>>>>
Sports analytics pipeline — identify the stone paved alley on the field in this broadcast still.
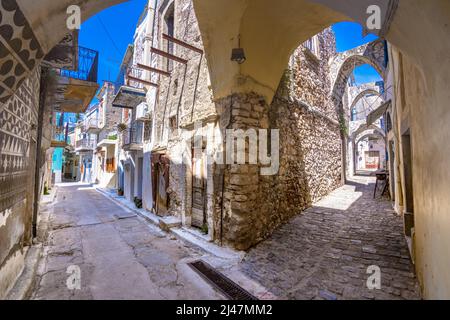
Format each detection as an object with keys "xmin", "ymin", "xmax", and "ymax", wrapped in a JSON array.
[
  {"xmin": 30, "ymin": 176, "xmax": 421, "ymax": 300},
  {"xmin": 239, "ymin": 175, "xmax": 421, "ymax": 300},
  {"xmin": 31, "ymin": 183, "xmax": 224, "ymax": 300}
]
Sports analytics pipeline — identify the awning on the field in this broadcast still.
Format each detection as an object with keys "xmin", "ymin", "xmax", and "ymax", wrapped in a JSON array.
[
  {"xmin": 97, "ymin": 139, "xmax": 117, "ymax": 148},
  {"xmin": 367, "ymin": 100, "xmax": 391, "ymax": 126},
  {"xmin": 112, "ymin": 86, "xmax": 146, "ymax": 109},
  {"xmin": 50, "ymin": 140, "xmax": 68, "ymax": 148},
  {"xmin": 47, "ymin": 75, "xmax": 99, "ymax": 113}
]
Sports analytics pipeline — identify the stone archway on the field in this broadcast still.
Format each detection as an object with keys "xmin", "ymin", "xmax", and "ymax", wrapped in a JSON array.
[
  {"xmin": 329, "ymin": 39, "xmax": 386, "ymax": 109},
  {"xmin": 352, "ymin": 123, "xmax": 386, "ymax": 141},
  {"xmin": 354, "ymin": 131, "xmax": 386, "ymax": 171},
  {"xmin": 349, "ymin": 89, "xmax": 383, "ymax": 117},
  {"xmin": 2, "ymin": 0, "xmax": 450, "ymax": 298},
  {"xmin": 1, "ymin": 0, "xmax": 400, "ymax": 104},
  {"xmin": 326, "ymin": 40, "xmax": 386, "ymax": 182},
  {"xmin": 348, "ymin": 123, "xmax": 386, "ymax": 176}
]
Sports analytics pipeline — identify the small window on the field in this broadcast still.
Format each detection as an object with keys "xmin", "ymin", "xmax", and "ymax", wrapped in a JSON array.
[
  {"xmin": 169, "ymin": 116, "xmax": 177, "ymax": 129},
  {"xmin": 368, "ymin": 151, "xmax": 380, "ymax": 158},
  {"xmin": 144, "ymin": 121, "xmax": 152, "ymax": 142},
  {"xmin": 173, "ymin": 79, "xmax": 178, "ymax": 96}
]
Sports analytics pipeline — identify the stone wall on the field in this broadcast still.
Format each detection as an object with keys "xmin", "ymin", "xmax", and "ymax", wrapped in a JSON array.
[
  {"xmin": 0, "ymin": 68, "xmax": 41, "ymax": 298},
  {"xmin": 151, "ymin": 0, "xmax": 216, "ymax": 220},
  {"xmin": 147, "ymin": 5, "xmax": 342, "ymax": 250},
  {"xmin": 217, "ymin": 29, "xmax": 343, "ymax": 250},
  {"xmin": 99, "ymin": 82, "xmax": 121, "ymax": 142}
]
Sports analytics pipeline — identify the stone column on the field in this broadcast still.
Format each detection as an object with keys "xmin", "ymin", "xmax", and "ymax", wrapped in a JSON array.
[{"xmin": 216, "ymin": 92, "xmax": 271, "ymax": 250}]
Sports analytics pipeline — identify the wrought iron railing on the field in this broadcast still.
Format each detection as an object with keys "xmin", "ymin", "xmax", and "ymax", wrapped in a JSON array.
[
  {"xmin": 85, "ymin": 117, "xmax": 99, "ymax": 130},
  {"xmin": 76, "ymin": 138, "xmax": 95, "ymax": 150},
  {"xmin": 58, "ymin": 46, "xmax": 99, "ymax": 83}
]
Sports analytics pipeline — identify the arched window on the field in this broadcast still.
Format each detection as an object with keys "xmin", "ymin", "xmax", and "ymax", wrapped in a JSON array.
[{"xmin": 386, "ymin": 112, "xmax": 392, "ymax": 132}]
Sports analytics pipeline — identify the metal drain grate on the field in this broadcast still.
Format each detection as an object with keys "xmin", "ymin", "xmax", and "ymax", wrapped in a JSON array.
[{"xmin": 188, "ymin": 260, "xmax": 258, "ymax": 300}]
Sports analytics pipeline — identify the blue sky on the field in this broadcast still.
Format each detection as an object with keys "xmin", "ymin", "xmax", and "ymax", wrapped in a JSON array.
[
  {"xmin": 332, "ymin": 22, "xmax": 382, "ymax": 84},
  {"xmin": 79, "ymin": 3, "xmax": 381, "ymax": 98},
  {"xmin": 79, "ymin": 0, "xmax": 147, "ymax": 87}
]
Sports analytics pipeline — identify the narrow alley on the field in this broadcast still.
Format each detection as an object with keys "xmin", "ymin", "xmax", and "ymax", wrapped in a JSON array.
[
  {"xmin": 29, "ymin": 175, "xmax": 421, "ymax": 300},
  {"xmin": 31, "ymin": 183, "xmax": 224, "ymax": 300},
  {"xmin": 239, "ymin": 175, "xmax": 421, "ymax": 300}
]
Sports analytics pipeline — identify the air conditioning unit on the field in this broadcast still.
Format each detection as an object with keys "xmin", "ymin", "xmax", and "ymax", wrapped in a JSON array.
[{"xmin": 136, "ymin": 102, "xmax": 150, "ymax": 121}]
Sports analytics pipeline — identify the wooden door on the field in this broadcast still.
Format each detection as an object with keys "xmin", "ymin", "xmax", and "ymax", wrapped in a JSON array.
[
  {"xmin": 192, "ymin": 149, "xmax": 207, "ymax": 228},
  {"xmin": 155, "ymin": 155, "xmax": 169, "ymax": 216}
]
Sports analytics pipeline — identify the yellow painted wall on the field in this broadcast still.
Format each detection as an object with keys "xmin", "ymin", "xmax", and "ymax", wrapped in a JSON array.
[{"xmin": 387, "ymin": 0, "xmax": 450, "ymax": 299}]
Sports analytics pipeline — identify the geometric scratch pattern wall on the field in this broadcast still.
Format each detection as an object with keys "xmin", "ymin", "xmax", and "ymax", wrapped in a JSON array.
[
  {"xmin": 0, "ymin": 0, "xmax": 44, "ymax": 104},
  {"xmin": 0, "ymin": 0, "xmax": 43, "ymax": 214},
  {"xmin": 0, "ymin": 68, "xmax": 40, "ymax": 213}
]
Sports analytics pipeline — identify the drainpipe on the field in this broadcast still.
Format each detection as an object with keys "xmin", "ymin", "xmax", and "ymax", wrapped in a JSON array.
[
  {"xmin": 150, "ymin": 0, "xmax": 159, "ymax": 148},
  {"xmin": 144, "ymin": 0, "xmax": 159, "ymax": 208},
  {"xmin": 32, "ymin": 67, "xmax": 49, "ymax": 239},
  {"xmin": 220, "ymin": 95, "xmax": 234, "ymax": 246},
  {"xmin": 144, "ymin": 0, "xmax": 156, "ymax": 79}
]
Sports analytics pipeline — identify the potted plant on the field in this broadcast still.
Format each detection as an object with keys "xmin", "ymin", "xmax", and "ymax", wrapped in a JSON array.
[
  {"xmin": 117, "ymin": 123, "xmax": 127, "ymax": 132},
  {"xmin": 118, "ymin": 188, "xmax": 124, "ymax": 196},
  {"xmin": 134, "ymin": 197, "xmax": 143, "ymax": 209}
]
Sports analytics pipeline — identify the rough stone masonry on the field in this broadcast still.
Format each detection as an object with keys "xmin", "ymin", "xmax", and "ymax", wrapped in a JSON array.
[{"xmin": 148, "ymin": 1, "xmax": 344, "ymax": 251}]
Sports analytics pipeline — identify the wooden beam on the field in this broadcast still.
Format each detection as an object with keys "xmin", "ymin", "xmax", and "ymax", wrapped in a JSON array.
[
  {"xmin": 137, "ymin": 63, "xmax": 171, "ymax": 77},
  {"xmin": 150, "ymin": 47, "xmax": 188, "ymax": 65},
  {"xmin": 162, "ymin": 34, "xmax": 204, "ymax": 54},
  {"xmin": 127, "ymin": 75, "xmax": 159, "ymax": 88}
]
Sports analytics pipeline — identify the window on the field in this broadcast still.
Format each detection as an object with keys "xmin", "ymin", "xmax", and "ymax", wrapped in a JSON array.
[{"xmin": 304, "ymin": 36, "xmax": 321, "ymax": 59}]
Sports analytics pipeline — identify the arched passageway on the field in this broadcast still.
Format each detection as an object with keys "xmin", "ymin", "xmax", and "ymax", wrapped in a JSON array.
[{"xmin": 350, "ymin": 89, "xmax": 383, "ymax": 116}]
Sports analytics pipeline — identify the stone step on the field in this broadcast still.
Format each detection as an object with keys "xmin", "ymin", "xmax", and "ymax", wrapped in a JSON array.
[{"xmin": 158, "ymin": 216, "xmax": 182, "ymax": 232}]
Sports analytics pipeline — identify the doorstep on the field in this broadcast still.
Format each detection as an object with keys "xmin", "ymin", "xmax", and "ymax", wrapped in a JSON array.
<<<<
**Exercise prompt:** Tell how many lines in the data above hold "alley". Nothing but the number.

**Finished exercise:** 2